== Records supplied ==

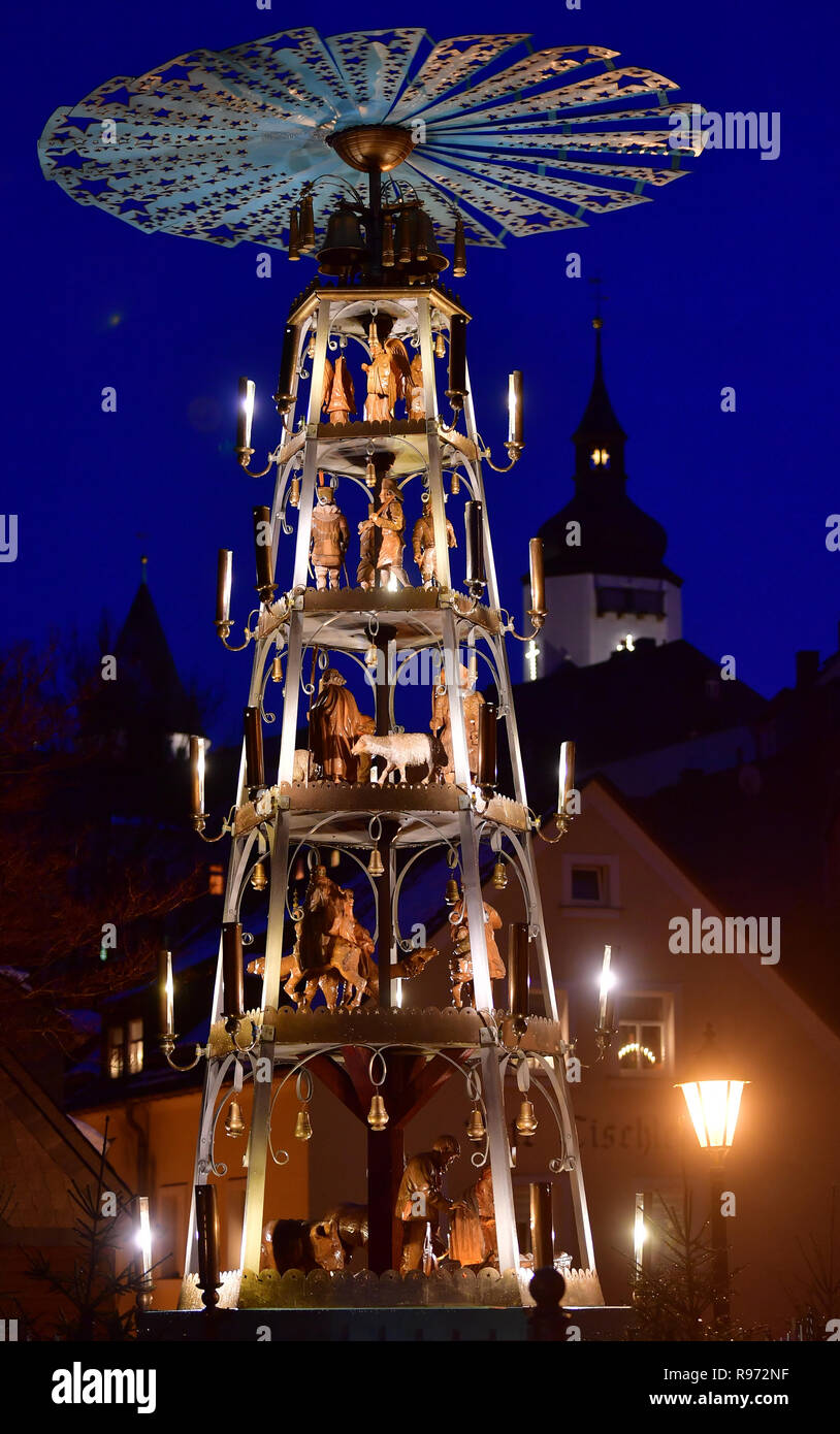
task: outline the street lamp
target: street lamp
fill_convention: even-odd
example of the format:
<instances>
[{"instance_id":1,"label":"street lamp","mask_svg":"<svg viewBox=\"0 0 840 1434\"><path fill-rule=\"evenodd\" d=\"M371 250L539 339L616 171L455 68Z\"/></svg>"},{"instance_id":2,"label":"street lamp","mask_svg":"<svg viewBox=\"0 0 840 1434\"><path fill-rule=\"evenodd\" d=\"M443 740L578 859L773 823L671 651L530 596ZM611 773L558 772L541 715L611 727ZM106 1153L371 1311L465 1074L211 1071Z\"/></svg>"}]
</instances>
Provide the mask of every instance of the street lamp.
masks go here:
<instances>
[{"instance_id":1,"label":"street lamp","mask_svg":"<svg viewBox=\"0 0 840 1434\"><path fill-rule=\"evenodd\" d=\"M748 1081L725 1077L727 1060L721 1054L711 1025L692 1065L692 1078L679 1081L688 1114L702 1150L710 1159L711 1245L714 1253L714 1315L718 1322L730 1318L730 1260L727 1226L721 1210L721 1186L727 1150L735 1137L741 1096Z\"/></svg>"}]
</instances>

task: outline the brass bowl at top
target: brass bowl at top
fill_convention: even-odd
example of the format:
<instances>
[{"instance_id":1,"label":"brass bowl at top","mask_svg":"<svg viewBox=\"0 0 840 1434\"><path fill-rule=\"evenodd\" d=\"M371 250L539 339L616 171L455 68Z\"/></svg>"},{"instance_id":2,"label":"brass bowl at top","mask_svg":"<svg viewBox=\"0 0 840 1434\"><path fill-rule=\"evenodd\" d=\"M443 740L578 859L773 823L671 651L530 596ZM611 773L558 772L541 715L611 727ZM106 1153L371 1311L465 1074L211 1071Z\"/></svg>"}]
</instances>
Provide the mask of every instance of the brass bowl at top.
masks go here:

===
== Records supplied ==

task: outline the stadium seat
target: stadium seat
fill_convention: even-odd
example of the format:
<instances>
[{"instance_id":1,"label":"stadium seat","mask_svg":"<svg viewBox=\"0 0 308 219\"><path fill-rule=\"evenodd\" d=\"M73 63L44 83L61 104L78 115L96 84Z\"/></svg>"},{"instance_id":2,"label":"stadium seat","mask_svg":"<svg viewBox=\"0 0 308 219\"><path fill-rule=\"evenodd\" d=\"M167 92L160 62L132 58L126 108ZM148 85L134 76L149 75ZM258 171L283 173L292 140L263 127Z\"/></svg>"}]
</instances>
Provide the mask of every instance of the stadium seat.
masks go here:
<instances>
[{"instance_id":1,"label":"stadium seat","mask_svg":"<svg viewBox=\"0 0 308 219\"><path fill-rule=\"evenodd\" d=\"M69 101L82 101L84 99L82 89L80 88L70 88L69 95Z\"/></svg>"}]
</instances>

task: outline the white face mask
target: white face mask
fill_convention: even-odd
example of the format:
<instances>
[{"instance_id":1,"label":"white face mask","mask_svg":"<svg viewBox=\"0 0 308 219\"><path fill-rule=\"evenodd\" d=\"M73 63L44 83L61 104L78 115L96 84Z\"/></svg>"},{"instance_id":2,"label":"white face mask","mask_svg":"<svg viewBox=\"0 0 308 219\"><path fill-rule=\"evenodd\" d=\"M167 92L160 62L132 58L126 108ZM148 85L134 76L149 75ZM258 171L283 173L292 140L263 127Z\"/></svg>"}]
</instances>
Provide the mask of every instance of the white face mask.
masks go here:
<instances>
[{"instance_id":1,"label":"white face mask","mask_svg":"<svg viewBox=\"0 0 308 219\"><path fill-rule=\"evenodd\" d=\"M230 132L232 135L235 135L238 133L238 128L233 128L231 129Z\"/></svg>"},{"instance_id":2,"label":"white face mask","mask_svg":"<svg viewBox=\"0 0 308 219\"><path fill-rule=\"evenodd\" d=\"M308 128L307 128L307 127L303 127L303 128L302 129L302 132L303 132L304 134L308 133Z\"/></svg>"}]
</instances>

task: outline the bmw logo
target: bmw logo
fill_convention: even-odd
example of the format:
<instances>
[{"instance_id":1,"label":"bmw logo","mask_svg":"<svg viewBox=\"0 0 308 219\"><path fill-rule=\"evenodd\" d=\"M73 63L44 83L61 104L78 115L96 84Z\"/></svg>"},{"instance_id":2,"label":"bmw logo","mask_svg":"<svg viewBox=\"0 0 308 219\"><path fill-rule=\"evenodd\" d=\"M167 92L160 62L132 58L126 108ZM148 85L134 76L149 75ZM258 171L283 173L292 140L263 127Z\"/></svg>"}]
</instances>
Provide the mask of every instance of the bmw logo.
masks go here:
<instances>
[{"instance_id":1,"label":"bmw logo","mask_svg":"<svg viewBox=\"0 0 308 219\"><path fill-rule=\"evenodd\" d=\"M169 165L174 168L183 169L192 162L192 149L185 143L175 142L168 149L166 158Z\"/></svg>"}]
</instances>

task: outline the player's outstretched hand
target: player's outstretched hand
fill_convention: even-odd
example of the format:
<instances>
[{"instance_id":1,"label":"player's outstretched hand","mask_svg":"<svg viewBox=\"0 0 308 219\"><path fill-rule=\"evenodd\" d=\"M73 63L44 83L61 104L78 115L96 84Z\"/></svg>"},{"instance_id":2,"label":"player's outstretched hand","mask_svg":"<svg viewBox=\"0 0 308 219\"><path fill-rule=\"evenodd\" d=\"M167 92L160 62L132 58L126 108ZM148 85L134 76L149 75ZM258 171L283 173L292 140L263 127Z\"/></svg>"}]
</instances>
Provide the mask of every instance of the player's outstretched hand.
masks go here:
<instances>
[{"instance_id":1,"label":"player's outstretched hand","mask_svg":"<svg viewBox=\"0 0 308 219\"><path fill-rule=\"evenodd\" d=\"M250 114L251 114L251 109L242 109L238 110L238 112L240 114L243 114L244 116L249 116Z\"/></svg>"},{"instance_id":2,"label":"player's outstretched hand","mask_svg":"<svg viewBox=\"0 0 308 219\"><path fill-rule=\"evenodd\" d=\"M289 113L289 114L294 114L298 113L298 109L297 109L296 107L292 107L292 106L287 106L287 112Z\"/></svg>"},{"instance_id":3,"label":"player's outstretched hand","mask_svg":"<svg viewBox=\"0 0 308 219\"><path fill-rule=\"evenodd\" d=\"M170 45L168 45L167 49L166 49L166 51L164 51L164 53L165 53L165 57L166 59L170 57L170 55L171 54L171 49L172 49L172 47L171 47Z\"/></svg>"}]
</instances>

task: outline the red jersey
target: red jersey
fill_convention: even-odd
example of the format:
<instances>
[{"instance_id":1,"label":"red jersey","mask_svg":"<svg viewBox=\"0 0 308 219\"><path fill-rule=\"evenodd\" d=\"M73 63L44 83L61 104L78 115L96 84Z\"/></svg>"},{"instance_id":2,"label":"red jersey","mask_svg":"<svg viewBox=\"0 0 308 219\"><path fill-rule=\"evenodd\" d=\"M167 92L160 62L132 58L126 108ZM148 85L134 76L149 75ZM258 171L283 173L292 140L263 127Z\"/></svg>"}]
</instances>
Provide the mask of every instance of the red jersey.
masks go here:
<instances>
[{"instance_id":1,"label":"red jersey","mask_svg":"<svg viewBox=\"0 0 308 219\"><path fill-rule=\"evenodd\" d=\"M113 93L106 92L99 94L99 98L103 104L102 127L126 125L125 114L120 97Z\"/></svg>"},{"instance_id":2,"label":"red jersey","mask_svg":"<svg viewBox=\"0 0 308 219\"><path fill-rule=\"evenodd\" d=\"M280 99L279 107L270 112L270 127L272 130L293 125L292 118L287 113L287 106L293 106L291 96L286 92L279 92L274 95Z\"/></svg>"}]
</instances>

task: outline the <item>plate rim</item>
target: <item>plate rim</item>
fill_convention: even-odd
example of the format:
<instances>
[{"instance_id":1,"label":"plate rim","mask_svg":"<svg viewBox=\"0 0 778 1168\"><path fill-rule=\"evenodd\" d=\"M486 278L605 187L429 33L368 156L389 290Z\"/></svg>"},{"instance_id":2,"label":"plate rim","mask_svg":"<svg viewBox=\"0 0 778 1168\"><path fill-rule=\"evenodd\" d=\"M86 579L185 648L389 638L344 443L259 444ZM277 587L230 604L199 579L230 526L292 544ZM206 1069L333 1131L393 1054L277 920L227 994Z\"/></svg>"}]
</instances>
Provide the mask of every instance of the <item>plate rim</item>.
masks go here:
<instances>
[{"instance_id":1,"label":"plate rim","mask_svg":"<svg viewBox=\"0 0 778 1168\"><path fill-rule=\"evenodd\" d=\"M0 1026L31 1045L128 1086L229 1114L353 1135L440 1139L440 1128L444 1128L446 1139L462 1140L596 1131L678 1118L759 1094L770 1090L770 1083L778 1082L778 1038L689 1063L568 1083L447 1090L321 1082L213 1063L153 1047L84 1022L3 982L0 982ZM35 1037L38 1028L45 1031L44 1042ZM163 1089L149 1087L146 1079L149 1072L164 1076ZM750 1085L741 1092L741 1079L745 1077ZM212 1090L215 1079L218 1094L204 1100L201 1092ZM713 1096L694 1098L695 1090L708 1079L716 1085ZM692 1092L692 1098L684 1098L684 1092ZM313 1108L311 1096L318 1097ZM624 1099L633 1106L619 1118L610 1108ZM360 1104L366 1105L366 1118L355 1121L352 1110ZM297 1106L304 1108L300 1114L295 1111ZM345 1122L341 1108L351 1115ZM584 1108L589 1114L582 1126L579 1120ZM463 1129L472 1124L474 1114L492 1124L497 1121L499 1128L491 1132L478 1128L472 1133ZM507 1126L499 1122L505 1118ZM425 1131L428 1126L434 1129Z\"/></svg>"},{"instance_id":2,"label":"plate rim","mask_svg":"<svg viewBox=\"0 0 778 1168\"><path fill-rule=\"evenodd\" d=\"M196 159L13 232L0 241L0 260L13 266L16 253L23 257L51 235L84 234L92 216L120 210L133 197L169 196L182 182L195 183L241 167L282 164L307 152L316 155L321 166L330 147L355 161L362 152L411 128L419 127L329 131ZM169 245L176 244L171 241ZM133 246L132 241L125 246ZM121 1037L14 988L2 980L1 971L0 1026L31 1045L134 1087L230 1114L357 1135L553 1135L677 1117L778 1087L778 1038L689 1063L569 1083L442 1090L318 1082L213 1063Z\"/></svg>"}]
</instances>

===

→ **Written instruction**:
Report every line in the items above that contains the word "jersey", copying each such line in full.

→ **Solution for this exercise**:
task: outline the red jersey
target: red jersey
[{"instance_id":1,"label":"red jersey","mask_svg":"<svg viewBox=\"0 0 308 219\"><path fill-rule=\"evenodd\" d=\"M73 63L44 83L61 104L78 115L96 84Z\"/></svg>"},{"instance_id":2,"label":"red jersey","mask_svg":"<svg viewBox=\"0 0 308 219\"><path fill-rule=\"evenodd\" d=\"M167 92L160 62L132 58L126 108ZM148 85L134 76L149 75ZM258 171L283 173L292 140L263 127Z\"/></svg>"}]
Provide the mask of every instance of the red jersey.
[{"instance_id":1,"label":"red jersey","mask_svg":"<svg viewBox=\"0 0 308 219\"><path fill-rule=\"evenodd\" d=\"M113 93L106 92L99 94L99 98L103 104L102 127L126 125L125 114L120 97Z\"/></svg>"},{"instance_id":2,"label":"red jersey","mask_svg":"<svg viewBox=\"0 0 308 219\"><path fill-rule=\"evenodd\" d=\"M280 99L279 107L270 112L270 127L272 130L293 125L292 118L287 113L287 106L293 106L291 96L286 92L279 92L274 95Z\"/></svg>"}]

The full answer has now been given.